### Page extract ###
Wednesday, November 23, 2022

BOM Kaput updated

The Bank of Mauritius (BoM) capital is totally impaired, which will weigh down heavily on the central bank’s effectiveness in achieving monetary policy and financial stability objectives.

 

The latest statement of financial position published by the BoM reveals that an accumulated loss of of Rs11 bn was recorded between end June 22 and end Oct 22.  BoM capital and reserves at end Oct 22 are thus totally completely wiped out, following losses in August, Sept, and Oct 22. 

 

As shown below, BoM Capital and Reserves, which amounted to Rs45 bn at June 20 fell to Rs13 bn in June 21 and June 22, and turned negative in Oct 22.  Recent increases in interest rates abroad have adversely impacted fixed income investments, leading to valuation losses in the BoM’s portfolio of external assets.  The recent appreciation of the rupee against the US Dollar since June 22, or around 3%, has also contributed to some exchange valuation losses.

                                                 

                                                                        

This capital impairment of the BoM could have been avoided had the BoM complied with Clauses 11(4) and 11 (5) of the Bank of Mauritius Act, which read as follows: “... the balance in the General Reserve Fund shall be at least equivalent to the amount paid as capital of the Bank. Where, at any time, the balance in the General Reserve Fund is less than the amount paid as capital of the Bank, the Bank shall endeavour to bring the balance to the required level”.  But the priority for the BoM was to drain its capital reserves to fund Govt.

 

The BoM needs to be urgently recapitalized. The Bank of Mauritius Act already prescribes the required necessary actionin the event of capital impairment, as per Clause 10(5):”Notwithstanding any other provision of this Act, the Minister shall cause to be transferred in full ownership to the Bank, negotiable interest-bearing securities issued from time to time by Government at market rates for such amount as, in the opinion of the Board, is necessary for the purpose of preserving the amount paid as capital of the Bank from any impairment”.

 

How did BoM get caught in in such dire straits? In recent years, BoM systematically devalued the rupee to generate foreign exchange valuation gains and artificially boost its capital reserves for distribution of some Rs55 bn to Govt to meet fiscal needs in 2020-21. In addition, BoM engaged in massive money creation via the Mauritius Investment Corporation to finance Govt and prepay Govt debt through the artifice on an investment of Rs 25 bn in Air Mauritius Holding at end 2021.  It appears a similar MIC investment is now planned in Metro Express.  

 

Excessive fiscal spending and monetary easing fed a widening external current account deficit to over 10% of GDP, continuing rupee depreciation, and double-digit inflation.  Net forex reserves declined by USD 2 bn over the year until Oct 22, and currently stand at around USD 5 bn.  A chronic shortage of foreign exchange prevails, forcing the BoM to sporadically intervene in panic mode, while the rupee is propped up by unofficial exchange control measures.  An offshore forex market in the rupee has started to develop.  The BoM is compelled to align its policy interest rate to rising interest rates abroad to avert foreign capital outflows. 

 

 

The unsustainable build-up in public debt has already led to two successive downgrades in the country’s credit rating.  Govt is hoping  that the post-Covid recovery and a more competitive rupee will strengthen growth in the tourism, financial services and real estate sectors, relieve foreign exchange pressures, and reduce the public debt to GDP ratio.  While soaring prices may initially contribute to reduce debt ratios and swell tax receipts, continued populist and unchecked fiscal pay-outs will lead to heavier external deficits, more rupee weakness and spiralling inflation.  

 

Expectations of foreign financial assistance, including financial compensation for the use of Diego Garcia or Agalega, will also not resolve the fundamental and structural issues facing the economy.  Chiefly, that Mauritius is living beyond its means, with an ageing population, a declining workforce and stagnant productivity.  An eventual loss of investment grade status cannot be ruled out without the restoration of fiscal and financial discipline.  Mauritius Kaput is also drawing near.
### Dataset ###
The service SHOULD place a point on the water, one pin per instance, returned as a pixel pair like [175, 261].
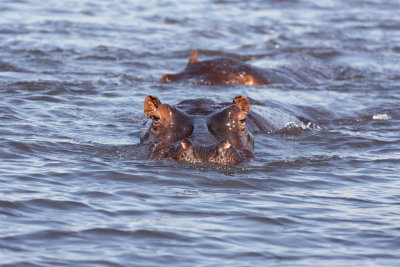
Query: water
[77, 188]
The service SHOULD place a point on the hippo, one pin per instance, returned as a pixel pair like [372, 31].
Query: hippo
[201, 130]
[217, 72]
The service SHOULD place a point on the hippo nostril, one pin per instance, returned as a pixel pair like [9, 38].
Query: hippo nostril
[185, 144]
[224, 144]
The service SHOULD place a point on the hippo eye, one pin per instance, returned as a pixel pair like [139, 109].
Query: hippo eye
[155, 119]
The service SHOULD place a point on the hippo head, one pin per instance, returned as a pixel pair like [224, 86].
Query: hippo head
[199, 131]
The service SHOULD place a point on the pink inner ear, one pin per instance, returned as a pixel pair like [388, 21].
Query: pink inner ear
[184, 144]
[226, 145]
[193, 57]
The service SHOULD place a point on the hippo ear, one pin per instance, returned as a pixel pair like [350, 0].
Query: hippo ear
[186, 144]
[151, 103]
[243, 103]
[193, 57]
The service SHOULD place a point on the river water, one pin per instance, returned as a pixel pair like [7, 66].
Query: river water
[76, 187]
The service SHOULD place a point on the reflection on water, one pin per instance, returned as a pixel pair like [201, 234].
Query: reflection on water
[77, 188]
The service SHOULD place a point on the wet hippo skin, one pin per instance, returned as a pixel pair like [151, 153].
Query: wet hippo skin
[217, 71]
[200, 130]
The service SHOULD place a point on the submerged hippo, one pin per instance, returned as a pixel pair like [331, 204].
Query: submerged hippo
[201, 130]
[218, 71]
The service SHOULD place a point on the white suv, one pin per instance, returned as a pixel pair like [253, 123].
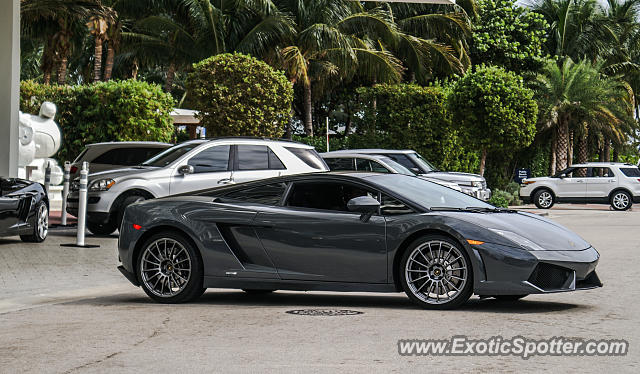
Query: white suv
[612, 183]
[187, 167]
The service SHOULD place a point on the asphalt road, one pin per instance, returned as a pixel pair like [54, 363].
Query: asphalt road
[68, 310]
###
### Dataset ###
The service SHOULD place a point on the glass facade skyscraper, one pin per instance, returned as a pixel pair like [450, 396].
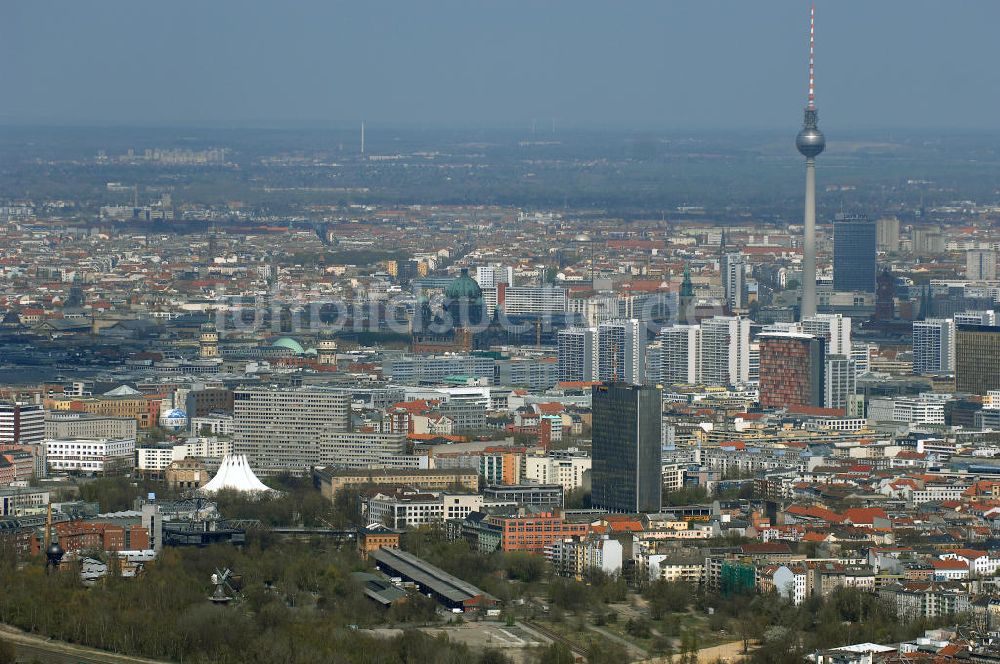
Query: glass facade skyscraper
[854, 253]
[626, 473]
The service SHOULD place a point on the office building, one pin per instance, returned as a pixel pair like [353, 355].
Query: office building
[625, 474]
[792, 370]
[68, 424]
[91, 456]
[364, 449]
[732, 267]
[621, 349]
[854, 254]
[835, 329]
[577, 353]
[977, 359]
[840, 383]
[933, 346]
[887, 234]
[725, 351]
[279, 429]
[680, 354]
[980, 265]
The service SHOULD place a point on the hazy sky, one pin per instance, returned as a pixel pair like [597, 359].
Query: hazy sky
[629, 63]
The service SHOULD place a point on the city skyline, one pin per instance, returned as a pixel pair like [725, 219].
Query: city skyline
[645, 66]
###
_Directions_.
1. List the sectors that the Bank of Mauritius article above says the Government hopes will see stronger growth.
2. Rewrite the Bank of Mauritius article above from "BOM Kaput updated" to "financial stability objectives.", switching "effectiveness" to "ability".

_Solution set_.
1. tourism, financial services, real estate

2.
BOM Kaput updated

The Bank of Mauritius (BoM) capital is totally impaired, which will weigh down heavily on the central bank’s ability in achieving monetary policy and financial stability objectives.